Labeled area outline items ->
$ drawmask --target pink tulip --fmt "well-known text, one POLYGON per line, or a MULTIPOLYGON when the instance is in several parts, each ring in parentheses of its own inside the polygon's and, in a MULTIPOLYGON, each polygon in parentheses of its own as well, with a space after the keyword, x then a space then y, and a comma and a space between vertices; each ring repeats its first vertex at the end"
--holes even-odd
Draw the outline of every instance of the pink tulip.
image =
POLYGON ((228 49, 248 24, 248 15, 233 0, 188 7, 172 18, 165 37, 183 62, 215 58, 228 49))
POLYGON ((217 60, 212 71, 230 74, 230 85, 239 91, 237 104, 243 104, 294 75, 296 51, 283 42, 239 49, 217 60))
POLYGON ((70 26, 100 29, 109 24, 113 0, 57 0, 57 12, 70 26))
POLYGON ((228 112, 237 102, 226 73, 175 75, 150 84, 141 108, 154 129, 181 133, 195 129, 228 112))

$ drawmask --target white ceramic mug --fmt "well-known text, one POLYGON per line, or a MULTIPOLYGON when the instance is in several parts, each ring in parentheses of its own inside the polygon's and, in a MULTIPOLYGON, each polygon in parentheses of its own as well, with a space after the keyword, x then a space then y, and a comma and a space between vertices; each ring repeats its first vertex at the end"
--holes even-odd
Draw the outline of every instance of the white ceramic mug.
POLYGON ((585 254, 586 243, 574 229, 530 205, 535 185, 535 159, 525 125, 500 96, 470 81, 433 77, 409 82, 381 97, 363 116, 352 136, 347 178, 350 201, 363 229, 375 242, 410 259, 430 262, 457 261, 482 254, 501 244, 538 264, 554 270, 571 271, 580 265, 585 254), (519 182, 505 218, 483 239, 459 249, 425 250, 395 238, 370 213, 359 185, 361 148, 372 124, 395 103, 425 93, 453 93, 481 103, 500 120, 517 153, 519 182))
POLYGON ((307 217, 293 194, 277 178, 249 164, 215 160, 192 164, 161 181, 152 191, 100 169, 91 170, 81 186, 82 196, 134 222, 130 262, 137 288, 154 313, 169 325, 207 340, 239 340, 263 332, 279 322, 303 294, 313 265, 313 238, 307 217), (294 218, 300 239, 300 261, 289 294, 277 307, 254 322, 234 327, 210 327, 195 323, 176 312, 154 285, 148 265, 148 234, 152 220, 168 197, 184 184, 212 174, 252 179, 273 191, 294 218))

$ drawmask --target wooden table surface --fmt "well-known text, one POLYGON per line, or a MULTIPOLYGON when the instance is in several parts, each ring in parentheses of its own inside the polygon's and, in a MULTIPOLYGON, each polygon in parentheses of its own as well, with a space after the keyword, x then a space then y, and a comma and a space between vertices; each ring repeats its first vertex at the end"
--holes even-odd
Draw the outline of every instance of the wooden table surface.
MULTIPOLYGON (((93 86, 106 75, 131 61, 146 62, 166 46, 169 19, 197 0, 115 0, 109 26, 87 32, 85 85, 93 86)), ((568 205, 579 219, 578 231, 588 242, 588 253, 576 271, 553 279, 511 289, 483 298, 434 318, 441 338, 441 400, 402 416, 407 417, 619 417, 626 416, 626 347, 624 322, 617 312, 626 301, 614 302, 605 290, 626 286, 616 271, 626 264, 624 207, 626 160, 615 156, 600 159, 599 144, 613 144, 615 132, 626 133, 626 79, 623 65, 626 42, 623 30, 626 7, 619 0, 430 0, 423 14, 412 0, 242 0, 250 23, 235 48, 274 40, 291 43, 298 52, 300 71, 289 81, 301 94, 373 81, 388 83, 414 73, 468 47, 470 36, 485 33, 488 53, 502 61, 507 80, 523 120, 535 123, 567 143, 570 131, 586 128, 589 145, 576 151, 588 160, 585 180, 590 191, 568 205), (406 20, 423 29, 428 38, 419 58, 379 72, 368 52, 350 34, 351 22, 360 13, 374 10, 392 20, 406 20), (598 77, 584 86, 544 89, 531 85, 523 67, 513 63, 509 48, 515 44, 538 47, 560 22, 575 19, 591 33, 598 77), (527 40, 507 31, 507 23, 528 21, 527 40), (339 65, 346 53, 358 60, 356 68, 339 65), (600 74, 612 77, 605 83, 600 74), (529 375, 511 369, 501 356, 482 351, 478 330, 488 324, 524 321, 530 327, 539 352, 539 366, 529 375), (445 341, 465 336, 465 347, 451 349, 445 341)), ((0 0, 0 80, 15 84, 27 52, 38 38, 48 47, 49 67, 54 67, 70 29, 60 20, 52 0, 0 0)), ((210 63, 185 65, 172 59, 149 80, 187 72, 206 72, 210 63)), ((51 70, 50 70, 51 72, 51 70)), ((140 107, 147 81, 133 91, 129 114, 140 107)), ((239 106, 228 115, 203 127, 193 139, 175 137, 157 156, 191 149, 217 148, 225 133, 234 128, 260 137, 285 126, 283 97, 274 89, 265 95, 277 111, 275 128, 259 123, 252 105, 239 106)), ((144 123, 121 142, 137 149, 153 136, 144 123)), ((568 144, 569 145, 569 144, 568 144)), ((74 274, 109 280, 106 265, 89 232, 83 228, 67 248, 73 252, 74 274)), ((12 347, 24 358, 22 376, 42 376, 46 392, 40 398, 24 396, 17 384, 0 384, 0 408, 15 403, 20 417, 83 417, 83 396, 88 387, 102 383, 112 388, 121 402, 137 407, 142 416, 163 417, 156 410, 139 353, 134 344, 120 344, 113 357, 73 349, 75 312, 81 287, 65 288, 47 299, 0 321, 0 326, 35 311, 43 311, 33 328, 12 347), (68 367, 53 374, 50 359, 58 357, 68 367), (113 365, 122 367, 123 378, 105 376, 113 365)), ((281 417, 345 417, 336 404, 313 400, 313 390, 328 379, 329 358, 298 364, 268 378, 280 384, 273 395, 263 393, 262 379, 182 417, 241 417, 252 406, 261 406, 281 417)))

GOAL OF THE EXERCISE ->
Please write out all of the data above again, substituting "Trace the outline" for "Draw the outline" and keeping everything else unchanged.

RESPONSE ->
$ drawmask --target pink tulip --fmt "well-known text, one POLYGON per line, or a MULTIPOLYGON when the instance is in several parts, each ring in parentheses of its own inside the polygon's and, in a MULTIPOLYGON, each polygon in parentheses of its own as well, with a space after the keyword, x then a space then y, and a comma and a space between vertices; each ring repeats its first vertex at the end"
--holes even-odd
Trace the outline of every instance of the pink tulip.
image =
POLYGON ((228 49, 248 24, 248 15, 233 0, 188 7, 172 18, 165 37, 183 62, 215 58, 228 49))
POLYGON ((217 60, 212 71, 230 74, 230 85, 239 91, 237 104, 243 104, 294 75, 296 51, 283 42, 239 49, 217 60))
POLYGON ((70 26, 100 29, 109 24, 113 0, 57 0, 57 12, 70 26))
POLYGON ((228 112, 237 102, 226 73, 175 75, 150 84, 141 108, 154 129, 181 133, 195 129, 228 112))

$ drawmask --target white ceramic mug --fmt "well-known text, one POLYGON per line, or a MULTIPOLYGON when the instance is in several parts, each ring in parentheses of its own inside the polygon's and, in a MULTIPOLYGON, each polygon in parentheses of its own as well, with a space after the keyword, x then a space then y, and a comma and a space between vertices; each ring repeats its first vertex at the end"
--holes even-odd
Trace the outline of every instance of the white ceramic mug.
POLYGON ((585 254, 586 243, 574 229, 530 205, 535 185, 535 159, 525 125, 500 96, 470 81, 433 77, 409 82, 381 97, 363 116, 352 136, 347 178, 350 201, 363 229, 375 242, 410 259, 430 262, 457 261, 482 254, 501 244, 538 264, 554 270, 571 271, 580 265, 585 254), (519 182, 505 218, 483 239, 459 249, 425 250, 395 238, 370 213, 359 185, 361 148, 372 124, 395 103, 425 93, 453 93, 481 103, 500 120, 517 153, 519 182))
POLYGON ((307 217, 293 194, 277 178, 249 164, 215 160, 192 164, 161 181, 152 191, 100 169, 91 170, 81 186, 82 196, 134 222, 130 262, 137 288, 154 313, 169 325, 207 340, 239 340, 263 332, 279 322, 303 294, 313 265, 313 238, 307 217), (294 218, 300 239, 300 261, 289 294, 277 307, 254 322, 234 327, 210 327, 195 323, 176 312, 154 285, 148 265, 148 234, 152 220, 168 197, 184 184, 212 174, 252 179, 273 191, 294 218))

$ drawmask --target wooden table surface --fmt "well-known text, one POLYGON per line, or a MULTIPOLYGON when the instance is in several parts, each ring in parentheses of its own inside the polygon's and, in a MULTIPOLYGON, each polygon in parentheses of its own as well, with a space after the keyword, x then a space then y, and a comma and a space between vertices; each ring repeats its first vertex at the end"
--holes even-odd
Trace the outline of every instance of the wooden table surface.
MULTIPOLYGON (((93 86, 106 75, 131 61, 146 62, 166 46, 169 19, 197 0, 115 0, 109 26, 87 32, 85 85, 93 86)), ((568 205, 579 219, 578 231, 588 242, 588 253, 576 271, 553 279, 511 289, 483 298, 434 318, 441 338, 441 400, 402 416, 407 417, 619 417, 626 416, 626 347, 624 322, 617 312, 626 301, 614 302, 605 290, 626 286, 616 271, 626 264, 624 207, 626 160, 615 156, 600 159, 599 144, 613 144, 615 132, 626 133, 626 79, 623 65, 626 42, 623 30, 626 7, 619 0, 430 0, 423 14, 412 0, 242 0, 250 23, 235 48, 274 40, 291 43, 298 52, 300 71, 289 81, 301 94, 373 81, 388 83, 414 73, 468 47, 470 36, 485 33, 488 53, 502 61, 507 80, 523 120, 535 123, 567 143, 570 131, 586 128, 589 145, 576 151, 588 160, 585 180, 590 191, 568 205), (406 20, 423 29, 428 38, 419 58, 379 72, 368 52, 350 34, 351 22, 360 13, 374 10, 392 20, 406 20), (598 77, 584 86, 544 89, 531 85, 523 67, 513 63, 509 48, 515 44, 538 47, 560 22, 575 19, 591 33, 598 77), (527 40, 507 31, 507 23, 528 21, 527 40), (339 65, 346 53, 358 60, 356 68, 339 65), (600 74, 612 77, 605 83, 600 74), (529 375, 511 369, 501 356, 482 351, 478 330, 488 324, 524 321, 530 327, 539 352, 539 366, 529 375), (445 341, 465 336, 465 347, 451 349, 445 341)), ((0 0, 0 80, 15 84, 27 52, 38 38, 48 47, 49 67, 54 67, 70 29, 60 20, 52 0, 0 0)), ((210 63, 185 65, 172 59, 149 80, 187 72, 206 72, 210 63)), ((51 70, 50 70, 51 72, 51 70)), ((140 107, 147 81, 133 91, 129 114, 140 107)), ((239 106, 228 115, 203 127, 193 139, 175 137, 157 156, 191 149, 217 148, 225 133, 234 128, 260 137, 285 126, 283 97, 274 89, 265 95, 277 111, 275 128, 259 123, 252 105, 239 106)), ((144 123, 121 142, 137 149, 153 136, 144 123)), ((568 144, 569 145, 569 144, 568 144)), ((74 274, 109 280, 106 265, 89 232, 83 228, 67 248, 73 252, 74 274)), ((12 347, 24 358, 22 376, 42 376, 46 392, 40 398, 24 396, 17 384, 0 384, 0 408, 15 403, 20 417, 83 417, 83 396, 88 387, 102 383, 112 388, 121 402, 137 407, 142 416, 163 417, 156 410, 139 353, 134 344, 120 344, 113 357, 73 349, 75 312, 81 287, 65 288, 47 299, 0 321, 0 326, 35 311, 43 311, 33 328, 12 347), (68 367, 53 374, 50 359, 58 357, 68 367), (113 365, 122 367, 123 378, 105 376, 113 365)), ((281 417, 345 417, 336 404, 313 400, 313 390, 328 379, 329 358, 298 364, 268 378, 280 384, 273 395, 263 393, 262 379, 182 417, 241 417, 252 406, 261 406, 281 417)))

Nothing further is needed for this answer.